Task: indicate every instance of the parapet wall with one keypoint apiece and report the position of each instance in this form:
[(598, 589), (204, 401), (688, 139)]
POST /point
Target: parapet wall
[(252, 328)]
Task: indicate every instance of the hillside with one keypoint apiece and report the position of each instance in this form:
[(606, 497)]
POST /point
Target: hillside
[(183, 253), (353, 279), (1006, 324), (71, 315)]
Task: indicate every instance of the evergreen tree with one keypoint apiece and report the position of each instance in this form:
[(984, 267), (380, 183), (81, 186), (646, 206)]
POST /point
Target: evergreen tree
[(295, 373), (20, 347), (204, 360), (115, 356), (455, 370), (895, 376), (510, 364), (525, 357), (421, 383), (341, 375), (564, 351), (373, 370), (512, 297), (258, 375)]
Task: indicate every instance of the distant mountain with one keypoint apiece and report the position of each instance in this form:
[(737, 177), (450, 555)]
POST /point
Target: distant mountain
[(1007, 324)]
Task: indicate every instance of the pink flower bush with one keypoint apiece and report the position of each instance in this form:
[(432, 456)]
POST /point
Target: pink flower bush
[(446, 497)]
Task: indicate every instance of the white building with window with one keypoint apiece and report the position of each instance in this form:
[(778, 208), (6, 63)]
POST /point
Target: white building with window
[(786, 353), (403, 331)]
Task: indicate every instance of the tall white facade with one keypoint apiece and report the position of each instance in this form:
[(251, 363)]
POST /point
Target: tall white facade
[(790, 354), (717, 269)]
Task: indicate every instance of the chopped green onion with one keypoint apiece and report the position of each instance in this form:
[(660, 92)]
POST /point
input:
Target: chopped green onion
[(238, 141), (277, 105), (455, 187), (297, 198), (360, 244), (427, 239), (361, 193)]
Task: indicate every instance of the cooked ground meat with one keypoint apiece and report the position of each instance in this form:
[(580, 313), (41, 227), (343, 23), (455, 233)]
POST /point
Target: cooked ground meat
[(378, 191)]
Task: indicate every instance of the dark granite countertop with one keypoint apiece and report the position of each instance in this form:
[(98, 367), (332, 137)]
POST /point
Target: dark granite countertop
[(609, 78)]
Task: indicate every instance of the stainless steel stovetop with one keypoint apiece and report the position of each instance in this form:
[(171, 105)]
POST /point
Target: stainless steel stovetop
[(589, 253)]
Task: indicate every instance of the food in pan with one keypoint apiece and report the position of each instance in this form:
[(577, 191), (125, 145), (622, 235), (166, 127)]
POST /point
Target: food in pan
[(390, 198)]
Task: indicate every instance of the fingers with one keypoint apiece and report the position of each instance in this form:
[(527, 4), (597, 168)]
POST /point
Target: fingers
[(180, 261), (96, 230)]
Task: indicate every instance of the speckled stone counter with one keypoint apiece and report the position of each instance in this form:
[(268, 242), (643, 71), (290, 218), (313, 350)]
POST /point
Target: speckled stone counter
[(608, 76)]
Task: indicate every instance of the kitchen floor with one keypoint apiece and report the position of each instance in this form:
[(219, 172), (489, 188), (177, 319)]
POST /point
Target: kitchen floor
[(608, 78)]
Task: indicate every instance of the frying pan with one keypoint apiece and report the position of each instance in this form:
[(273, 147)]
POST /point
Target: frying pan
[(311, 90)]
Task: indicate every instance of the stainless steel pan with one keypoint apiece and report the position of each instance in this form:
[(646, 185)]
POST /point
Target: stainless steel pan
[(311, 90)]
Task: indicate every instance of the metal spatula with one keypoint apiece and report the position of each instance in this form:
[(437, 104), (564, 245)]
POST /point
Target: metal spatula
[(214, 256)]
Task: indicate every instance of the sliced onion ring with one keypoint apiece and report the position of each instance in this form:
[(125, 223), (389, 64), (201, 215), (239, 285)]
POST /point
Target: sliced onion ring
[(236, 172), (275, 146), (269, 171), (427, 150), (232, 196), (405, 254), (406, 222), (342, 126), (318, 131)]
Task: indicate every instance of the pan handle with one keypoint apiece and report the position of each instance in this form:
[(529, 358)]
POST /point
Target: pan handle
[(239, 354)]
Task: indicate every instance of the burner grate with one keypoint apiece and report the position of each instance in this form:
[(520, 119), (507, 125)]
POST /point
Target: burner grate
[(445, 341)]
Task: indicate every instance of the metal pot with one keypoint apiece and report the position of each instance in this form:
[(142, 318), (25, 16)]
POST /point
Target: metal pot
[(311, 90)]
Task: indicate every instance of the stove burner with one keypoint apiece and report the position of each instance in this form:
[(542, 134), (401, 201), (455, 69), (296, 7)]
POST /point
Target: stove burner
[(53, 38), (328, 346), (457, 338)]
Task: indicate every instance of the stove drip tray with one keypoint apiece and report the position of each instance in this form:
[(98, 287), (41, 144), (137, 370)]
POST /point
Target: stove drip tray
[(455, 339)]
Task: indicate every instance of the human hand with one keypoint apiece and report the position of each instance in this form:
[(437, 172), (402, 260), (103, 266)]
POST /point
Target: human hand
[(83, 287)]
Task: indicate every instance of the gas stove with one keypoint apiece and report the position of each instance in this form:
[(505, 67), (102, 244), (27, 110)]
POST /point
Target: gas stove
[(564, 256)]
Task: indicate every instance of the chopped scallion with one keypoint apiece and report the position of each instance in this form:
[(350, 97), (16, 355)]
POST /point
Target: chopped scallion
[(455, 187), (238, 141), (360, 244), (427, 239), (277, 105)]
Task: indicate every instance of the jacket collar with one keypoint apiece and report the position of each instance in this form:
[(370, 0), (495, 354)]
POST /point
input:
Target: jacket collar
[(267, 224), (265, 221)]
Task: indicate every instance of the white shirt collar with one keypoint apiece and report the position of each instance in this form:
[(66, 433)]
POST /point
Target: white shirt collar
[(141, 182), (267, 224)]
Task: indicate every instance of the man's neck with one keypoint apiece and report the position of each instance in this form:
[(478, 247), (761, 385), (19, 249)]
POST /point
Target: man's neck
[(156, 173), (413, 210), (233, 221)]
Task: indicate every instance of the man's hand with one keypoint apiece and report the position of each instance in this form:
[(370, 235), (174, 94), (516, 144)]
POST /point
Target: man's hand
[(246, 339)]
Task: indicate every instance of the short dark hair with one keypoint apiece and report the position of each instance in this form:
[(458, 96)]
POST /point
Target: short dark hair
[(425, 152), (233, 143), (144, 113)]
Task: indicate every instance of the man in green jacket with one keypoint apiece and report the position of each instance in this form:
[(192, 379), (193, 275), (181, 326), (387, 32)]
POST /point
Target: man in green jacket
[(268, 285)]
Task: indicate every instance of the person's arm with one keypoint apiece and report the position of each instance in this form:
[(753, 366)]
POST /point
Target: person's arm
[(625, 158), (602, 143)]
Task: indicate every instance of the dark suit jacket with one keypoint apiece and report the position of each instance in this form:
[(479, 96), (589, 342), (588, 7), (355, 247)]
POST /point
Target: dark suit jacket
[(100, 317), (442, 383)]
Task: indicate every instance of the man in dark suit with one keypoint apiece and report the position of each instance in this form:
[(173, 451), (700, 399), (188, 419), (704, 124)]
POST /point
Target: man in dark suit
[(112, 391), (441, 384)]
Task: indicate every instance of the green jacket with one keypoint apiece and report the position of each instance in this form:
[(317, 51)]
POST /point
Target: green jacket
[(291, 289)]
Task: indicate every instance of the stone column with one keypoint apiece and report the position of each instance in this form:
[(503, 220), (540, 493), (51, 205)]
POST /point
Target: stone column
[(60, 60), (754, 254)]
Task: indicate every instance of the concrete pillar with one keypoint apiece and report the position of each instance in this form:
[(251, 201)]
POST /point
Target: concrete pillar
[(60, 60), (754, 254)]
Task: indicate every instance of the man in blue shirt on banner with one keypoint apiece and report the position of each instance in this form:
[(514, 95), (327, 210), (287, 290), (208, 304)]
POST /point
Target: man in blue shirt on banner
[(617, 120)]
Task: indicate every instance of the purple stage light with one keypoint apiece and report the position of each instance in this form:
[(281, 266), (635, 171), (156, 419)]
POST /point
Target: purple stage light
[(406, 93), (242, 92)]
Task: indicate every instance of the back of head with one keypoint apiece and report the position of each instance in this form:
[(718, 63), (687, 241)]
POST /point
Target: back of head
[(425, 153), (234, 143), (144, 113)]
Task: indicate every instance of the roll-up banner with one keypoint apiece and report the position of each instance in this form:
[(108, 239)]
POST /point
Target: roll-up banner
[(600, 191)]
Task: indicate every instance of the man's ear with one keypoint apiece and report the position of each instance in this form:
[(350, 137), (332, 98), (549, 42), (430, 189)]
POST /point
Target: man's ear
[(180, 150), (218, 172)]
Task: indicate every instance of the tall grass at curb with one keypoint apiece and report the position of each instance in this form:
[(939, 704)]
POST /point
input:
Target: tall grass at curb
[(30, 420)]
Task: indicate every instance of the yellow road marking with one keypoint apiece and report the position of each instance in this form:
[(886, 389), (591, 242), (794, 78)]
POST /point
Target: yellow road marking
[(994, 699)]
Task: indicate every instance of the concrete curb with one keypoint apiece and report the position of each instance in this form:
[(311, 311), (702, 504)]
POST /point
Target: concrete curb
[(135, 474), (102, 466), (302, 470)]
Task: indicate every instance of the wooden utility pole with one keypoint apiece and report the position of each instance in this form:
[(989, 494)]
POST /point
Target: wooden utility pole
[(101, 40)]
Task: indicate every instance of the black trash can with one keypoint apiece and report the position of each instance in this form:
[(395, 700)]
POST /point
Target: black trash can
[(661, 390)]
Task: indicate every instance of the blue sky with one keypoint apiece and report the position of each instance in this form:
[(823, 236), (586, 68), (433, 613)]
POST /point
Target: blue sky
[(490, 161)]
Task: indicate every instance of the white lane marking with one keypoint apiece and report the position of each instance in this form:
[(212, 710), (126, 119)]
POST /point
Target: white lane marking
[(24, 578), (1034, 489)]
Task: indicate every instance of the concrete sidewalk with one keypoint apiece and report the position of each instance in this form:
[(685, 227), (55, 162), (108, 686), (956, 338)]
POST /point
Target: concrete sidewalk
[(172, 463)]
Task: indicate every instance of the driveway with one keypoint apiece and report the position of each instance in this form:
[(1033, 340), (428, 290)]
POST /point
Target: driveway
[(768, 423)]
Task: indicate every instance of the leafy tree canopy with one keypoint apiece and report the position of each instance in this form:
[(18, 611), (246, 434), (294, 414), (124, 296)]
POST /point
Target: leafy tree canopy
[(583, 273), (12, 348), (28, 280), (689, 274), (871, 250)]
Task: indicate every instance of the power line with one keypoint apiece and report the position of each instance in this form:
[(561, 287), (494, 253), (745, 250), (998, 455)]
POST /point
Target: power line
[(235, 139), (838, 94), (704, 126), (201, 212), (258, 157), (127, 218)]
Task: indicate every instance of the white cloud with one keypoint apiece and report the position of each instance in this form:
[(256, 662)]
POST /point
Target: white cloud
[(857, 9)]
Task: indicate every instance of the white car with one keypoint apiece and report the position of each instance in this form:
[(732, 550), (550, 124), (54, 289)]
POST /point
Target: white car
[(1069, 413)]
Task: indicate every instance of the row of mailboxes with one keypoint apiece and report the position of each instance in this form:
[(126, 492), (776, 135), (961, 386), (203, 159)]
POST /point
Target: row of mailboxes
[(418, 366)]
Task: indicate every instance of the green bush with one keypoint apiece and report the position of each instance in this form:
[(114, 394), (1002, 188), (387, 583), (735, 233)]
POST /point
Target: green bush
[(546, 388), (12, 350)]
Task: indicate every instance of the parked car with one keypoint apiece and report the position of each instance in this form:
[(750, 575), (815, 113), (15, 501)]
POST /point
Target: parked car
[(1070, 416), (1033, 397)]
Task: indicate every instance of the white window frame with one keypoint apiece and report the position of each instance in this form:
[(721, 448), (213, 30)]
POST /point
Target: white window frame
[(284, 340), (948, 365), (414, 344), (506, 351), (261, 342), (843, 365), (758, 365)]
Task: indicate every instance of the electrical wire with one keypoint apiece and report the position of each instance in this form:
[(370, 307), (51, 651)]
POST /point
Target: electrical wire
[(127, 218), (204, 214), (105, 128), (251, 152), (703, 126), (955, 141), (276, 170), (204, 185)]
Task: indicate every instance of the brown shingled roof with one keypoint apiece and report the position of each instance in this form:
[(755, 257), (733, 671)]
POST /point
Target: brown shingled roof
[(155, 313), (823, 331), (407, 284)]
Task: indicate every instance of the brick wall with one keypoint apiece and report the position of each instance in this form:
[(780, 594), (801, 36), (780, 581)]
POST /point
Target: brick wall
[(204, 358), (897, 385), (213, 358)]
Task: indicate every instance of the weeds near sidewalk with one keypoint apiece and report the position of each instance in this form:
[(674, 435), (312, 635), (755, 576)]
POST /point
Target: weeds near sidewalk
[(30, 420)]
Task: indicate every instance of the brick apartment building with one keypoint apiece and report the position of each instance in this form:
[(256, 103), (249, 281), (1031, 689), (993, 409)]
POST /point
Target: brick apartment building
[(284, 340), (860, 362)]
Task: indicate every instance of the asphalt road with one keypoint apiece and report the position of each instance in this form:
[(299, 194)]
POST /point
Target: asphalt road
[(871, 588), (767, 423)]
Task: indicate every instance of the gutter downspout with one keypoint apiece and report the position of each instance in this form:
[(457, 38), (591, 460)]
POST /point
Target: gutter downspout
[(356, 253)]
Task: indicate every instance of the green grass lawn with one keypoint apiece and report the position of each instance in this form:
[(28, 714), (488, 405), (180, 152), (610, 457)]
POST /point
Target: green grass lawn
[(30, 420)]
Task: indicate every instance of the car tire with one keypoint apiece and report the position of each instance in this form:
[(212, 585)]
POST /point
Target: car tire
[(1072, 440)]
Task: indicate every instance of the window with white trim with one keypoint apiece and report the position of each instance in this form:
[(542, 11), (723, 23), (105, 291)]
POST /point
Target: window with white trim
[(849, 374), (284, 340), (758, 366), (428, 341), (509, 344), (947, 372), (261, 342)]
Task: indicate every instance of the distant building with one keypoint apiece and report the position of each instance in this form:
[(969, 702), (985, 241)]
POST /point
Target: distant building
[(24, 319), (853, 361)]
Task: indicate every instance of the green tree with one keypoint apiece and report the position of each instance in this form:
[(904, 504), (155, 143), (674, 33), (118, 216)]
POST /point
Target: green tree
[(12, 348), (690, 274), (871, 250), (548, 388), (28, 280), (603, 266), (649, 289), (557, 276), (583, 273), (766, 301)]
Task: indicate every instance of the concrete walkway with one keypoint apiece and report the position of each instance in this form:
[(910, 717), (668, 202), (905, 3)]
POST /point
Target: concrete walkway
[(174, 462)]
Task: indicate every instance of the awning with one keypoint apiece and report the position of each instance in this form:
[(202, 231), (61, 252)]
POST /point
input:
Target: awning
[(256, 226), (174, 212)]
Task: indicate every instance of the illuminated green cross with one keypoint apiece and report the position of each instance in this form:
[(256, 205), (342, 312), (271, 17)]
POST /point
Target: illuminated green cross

+ + + +

Retype the first line of the entries and every line after it, please, through the line that contains "Task: indicate every instance of the evergreen". Add nothing.

Task: indicate every instance of the parapet wall with one keypoint apiece and report the position of each instance in this form:
[(598, 589), (204, 401), (688, 139)]
POST /point
Target: parapet wall
[(252, 328)]
Task: indicate every instance of the hillside with one keypoint apiece and report the position of each instance in this form:
[(606, 497)]
POST /point
Target: hillside
[(183, 253), (353, 279), (1006, 324), (71, 315)]
Task: indicate every instance of the evergreen tree with one keypoint apiece and report the position of each instance in this form:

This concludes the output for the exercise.